• Raw data:
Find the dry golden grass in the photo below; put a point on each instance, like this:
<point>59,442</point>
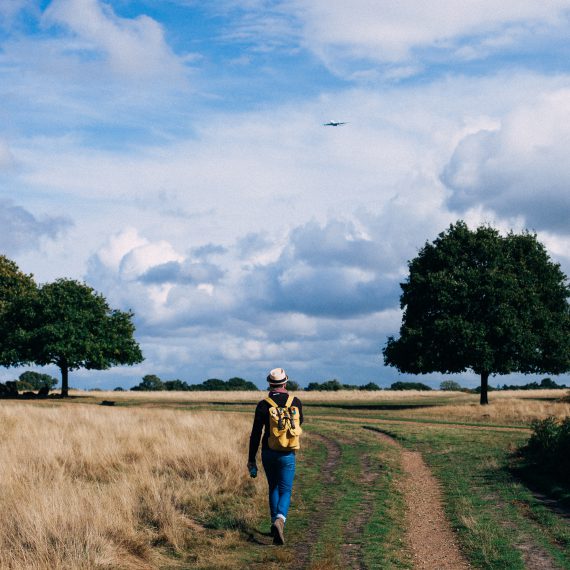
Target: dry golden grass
<point>511,410</point>
<point>92,487</point>
<point>253,396</point>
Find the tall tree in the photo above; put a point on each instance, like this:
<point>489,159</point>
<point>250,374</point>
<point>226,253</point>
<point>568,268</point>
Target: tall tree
<point>68,324</point>
<point>475,300</point>
<point>15,286</point>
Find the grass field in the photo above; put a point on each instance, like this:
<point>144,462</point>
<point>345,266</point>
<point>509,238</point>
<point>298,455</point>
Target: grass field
<point>159,481</point>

• Description of the task: After locating the line containing "<point>144,462</point>", write out that line and all remaining lines of the records exactly, with nothing added.

• Reply:
<point>144,462</point>
<point>345,266</point>
<point>509,238</point>
<point>298,455</point>
Target: grass field
<point>159,481</point>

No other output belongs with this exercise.